Polecenie | Przepisz wszystkie poniższe rekordy bez żadnych zmian.

Wiersze danych |
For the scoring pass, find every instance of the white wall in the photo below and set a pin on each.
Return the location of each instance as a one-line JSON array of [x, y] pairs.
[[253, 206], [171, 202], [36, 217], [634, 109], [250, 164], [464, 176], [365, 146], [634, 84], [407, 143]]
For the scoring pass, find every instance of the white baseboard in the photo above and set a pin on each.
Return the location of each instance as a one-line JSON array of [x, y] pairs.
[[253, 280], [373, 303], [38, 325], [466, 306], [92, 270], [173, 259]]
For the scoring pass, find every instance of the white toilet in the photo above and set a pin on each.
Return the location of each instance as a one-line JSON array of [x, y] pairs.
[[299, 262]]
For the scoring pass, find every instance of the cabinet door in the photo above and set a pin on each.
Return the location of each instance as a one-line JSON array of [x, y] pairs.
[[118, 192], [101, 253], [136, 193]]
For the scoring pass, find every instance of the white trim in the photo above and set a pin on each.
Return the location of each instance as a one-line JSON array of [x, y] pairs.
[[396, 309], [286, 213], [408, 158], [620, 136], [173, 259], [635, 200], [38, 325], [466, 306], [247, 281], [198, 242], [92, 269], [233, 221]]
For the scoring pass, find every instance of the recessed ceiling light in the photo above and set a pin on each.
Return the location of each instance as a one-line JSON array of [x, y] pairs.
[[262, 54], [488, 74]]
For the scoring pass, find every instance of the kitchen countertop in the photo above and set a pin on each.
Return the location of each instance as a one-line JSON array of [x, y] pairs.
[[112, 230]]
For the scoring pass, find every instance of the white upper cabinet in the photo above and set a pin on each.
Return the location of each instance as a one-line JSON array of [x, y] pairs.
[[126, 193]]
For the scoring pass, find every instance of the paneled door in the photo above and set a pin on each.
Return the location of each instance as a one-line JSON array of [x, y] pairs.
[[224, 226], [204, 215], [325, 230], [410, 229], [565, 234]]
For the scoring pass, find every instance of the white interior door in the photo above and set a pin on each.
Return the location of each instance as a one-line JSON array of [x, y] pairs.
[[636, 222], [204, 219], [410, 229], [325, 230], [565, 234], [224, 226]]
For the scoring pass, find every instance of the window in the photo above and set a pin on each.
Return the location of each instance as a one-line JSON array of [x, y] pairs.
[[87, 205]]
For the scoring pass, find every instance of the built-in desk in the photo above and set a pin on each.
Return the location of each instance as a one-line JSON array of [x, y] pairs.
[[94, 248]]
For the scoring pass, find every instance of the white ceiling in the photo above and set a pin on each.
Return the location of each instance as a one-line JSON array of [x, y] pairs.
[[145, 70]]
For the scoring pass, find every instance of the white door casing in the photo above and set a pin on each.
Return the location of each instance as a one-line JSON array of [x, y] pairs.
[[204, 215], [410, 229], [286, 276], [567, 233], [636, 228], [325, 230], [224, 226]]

Wynik ćwiczenia |
For the scoring pass, find every instance of the white wall in the photo below and set a pin on each.
Return the location of each instance as a one-line JSON array of [x, y] pairs.
[[253, 206], [171, 202], [36, 217], [634, 109], [250, 164], [464, 176], [365, 146], [634, 84], [407, 143]]
For the scoring pass, find every instance of the white baseboard in the photo above and set a pin on each.
Return the location of each instance as a one-line JSON array of [x, y] pairs.
[[253, 280], [373, 303], [38, 325], [466, 306], [92, 270], [173, 259]]
For the scoring pass, find every instance of the white toilet in the photo above and set a pin on each.
Return the location of each instance as a one-line JSON array of [x, y] pairs.
[[299, 262]]
For the scoring pass, find every instance of the cabinet door in the photo above and set a pin on each.
Return the location of each instance as a one-line JSON array of [x, y] pairs.
[[118, 192], [101, 253], [136, 193]]
For the scoring pass, find every instance of the white trim in the photo above and set a pin on each.
Return the location of each instance as a one-line JSON array of [x, y] pairs.
[[396, 309], [286, 213], [408, 158], [620, 136], [173, 259], [635, 200], [38, 325], [466, 306], [247, 281], [198, 242], [92, 269], [233, 221]]
For the scoring pass, find every instance of the recessed ceiling light in the photo above and set a pin on each.
Return the location of each instance as a one-line JSON array of [x, y] pairs.
[[262, 54], [488, 74]]
For the scoring pass, find every instance of the kitchen countertop in the photo above and set a pin on each.
Return the location of each instance as a one-line JSON array of [x, y] pairs.
[[112, 230]]
For the scoring pass, find every instance of the white upper cabinet in the photo above and set a pin on each.
Return the location of each instance as a one-line JSON array of [x, y] pairs.
[[126, 193]]
For the scoring pass, find every instance of the paneled door in the photo above and set a pin on each.
Return the location of each instance as a one-line JSON array of [x, y] pairs.
[[224, 226], [204, 215], [325, 230], [410, 229], [565, 234]]
For the scoring pass, find every instance of the white interior door in the photo above and set a pin on each.
Return the location of each instance as a one-line JSON array of [x, y] pairs.
[[636, 222], [204, 219], [410, 229], [325, 230], [565, 234], [224, 226]]
For the scoring pass, find every instance of the window in the photo above and set a pin on each.
Return the location of each instance as a one-line JSON array of [x, y] pairs.
[[87, 205]]
For the scoring pass, find every instance of the built-in desk in the photo above and set a pin on each.
Return the location of each instance as a one-line JSON array of [x, y] pairs.
[[94, 248]]
For the scoring pass, find every instance of the white ceiling in the photo above and set a pin on each.
Return the location of each instance as a one-line JSON array of [x, y] pairs.
[[145, 70]]
For the scoring pass, find every instance of the white door casing in the photo above and set a pin on each.
Return the location of each instance as a one-line JSON array of [x, y] pairs.
[[204, 215], [410, 229], [286, 276], [567, 233], [636, 228], [325, 230], [224, 226]]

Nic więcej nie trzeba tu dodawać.